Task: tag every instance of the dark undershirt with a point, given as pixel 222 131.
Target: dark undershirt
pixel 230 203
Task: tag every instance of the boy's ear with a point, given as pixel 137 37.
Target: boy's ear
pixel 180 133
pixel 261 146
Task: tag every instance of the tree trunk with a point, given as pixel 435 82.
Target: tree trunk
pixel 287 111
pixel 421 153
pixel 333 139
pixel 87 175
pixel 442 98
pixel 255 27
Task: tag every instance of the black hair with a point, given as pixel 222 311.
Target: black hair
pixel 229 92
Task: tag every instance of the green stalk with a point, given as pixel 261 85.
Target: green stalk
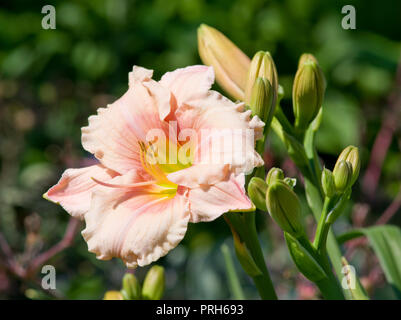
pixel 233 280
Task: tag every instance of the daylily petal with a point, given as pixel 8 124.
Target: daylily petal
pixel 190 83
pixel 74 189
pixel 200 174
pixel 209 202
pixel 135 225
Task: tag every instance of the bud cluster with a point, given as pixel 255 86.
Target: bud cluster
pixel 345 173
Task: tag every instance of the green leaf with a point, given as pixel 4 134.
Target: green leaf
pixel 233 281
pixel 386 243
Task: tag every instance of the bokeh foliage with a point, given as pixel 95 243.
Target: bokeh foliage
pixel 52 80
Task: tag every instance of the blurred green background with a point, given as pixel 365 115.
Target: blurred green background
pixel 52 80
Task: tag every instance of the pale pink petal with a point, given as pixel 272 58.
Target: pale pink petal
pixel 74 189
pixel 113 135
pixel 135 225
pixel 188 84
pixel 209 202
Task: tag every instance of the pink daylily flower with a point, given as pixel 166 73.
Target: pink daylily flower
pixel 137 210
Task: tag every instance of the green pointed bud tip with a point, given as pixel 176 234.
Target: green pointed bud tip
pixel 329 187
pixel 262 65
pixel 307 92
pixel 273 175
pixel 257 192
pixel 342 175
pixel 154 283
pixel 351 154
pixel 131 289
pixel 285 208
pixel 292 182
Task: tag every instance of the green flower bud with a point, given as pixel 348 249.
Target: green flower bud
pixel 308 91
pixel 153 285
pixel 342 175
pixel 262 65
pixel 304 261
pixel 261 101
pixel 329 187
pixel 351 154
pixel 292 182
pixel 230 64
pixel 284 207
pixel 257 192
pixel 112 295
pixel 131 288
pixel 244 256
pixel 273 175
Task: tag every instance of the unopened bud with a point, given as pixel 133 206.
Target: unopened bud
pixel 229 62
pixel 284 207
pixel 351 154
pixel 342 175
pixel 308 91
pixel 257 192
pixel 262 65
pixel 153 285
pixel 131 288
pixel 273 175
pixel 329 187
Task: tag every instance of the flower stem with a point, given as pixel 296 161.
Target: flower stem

----------------------------------------

▶ [WHAT YOU SHOULD DO]: Although the records contain pictures, restate them word for word with those pictures left out.

▶ [RESPONSE TO THIS EXERCISE]:
Task: tag every instance of the dark undershirt with a point, given as pixel 222 131.
Target: dark undershirt
pixel 230 203
Task: tag every instance of the boy's ear with a point, given as pixel 137 37.
Target: boy's ear
pixel 180 133
pixel 261 146
Task: tag every instance of the tree trunk with a point, given as pixel 435 82.
Target: tree trunk
pixel 287 111
pixel 421 153
pixel 333 139
pixel 87 175
pixel 442 98
pixel 255 27
Task: tag every instance of the black hair with a point, given as pixel 222 311.
Target: black hair
pixel 229 92
Task: tag every instance of the green stalk with a point, given as pixel 261 85.
Target: green stalk
pixel 233 280
Task: tag every instance of the daylily petal with a point, given as pixel 8 124.
Target: daylily petal
pixel 190 83
pixel 74 189
pixel 200 174
pixel 209 202
pixel 135 225
Task: tag every instance of the bud cluster with a point, given as pixel 255 86.
Target: bud cluster
pixel 345 173
Task: tag every instance of the green leaf with a point, given as pixel 4 134.
Target: green leaf
pixel 233 281
pixel 386 243
Task: tag every instance of the bokeh foliage with a point, given as pixel 95 243.
Target: bokeh foliage
pixel 52 80
Task: tag every instance of the blurred green background with a point, given as pixel 365 115.
Target: blurred green background
pixel 52 80
Task: tag every instance of the pale pink petal with a point, given as pixel 272 58.
Target: pale pink petal
pixel 74 189
pixel 113 135
pixel 135 225
pixel 188 84
pixel 209 202
Task: tag every instance of the pink daylily flower with a point, given as pixel 166 73.
Target: pink daylily flower
pixel 137 210
Task: tag every instance of the green pointed bud tip with a point, given as pixel 176 234.
Target: green pointed bud tip
pixel 329 187
pixel 262 65
pixel 307 92
pixel 273 175
pixel 257 192
pixel 342 175
pixel 154 283
pixel 351 154
pixel 131 289
pixel 285 208
pixel 292 182
Task: tag every instance of the green flower bud with a point, given as pixel 348 249.
Target: green flower bud
pixel 308 91
pixel 153 285
pixel 342 175
pixel 262 65
pixel 304 261
pixel 261 101
pixel 329 187
pixel 351 154
pixel 292 182
pixel 230 64
pixel 284 207
pixel 257 192
pixel 112 295
pixel 131 288
pixel 244 256
pixel 273 175
Task: tag every instance of the unopened bud with a point, given as pixel 133 206.
Target: unopened bud
pixel 229 62
pixel 284 207
pixel 351 154
pixel 342 175
pixel 308 91
pixel 257 192
pixel 262 65
pixel 153 285
pixel 131 288
pixel 273 175
pixel 329 187
Task: tag every instance of the flower stem with a point, given as pixel 296 161.
Target: flower stem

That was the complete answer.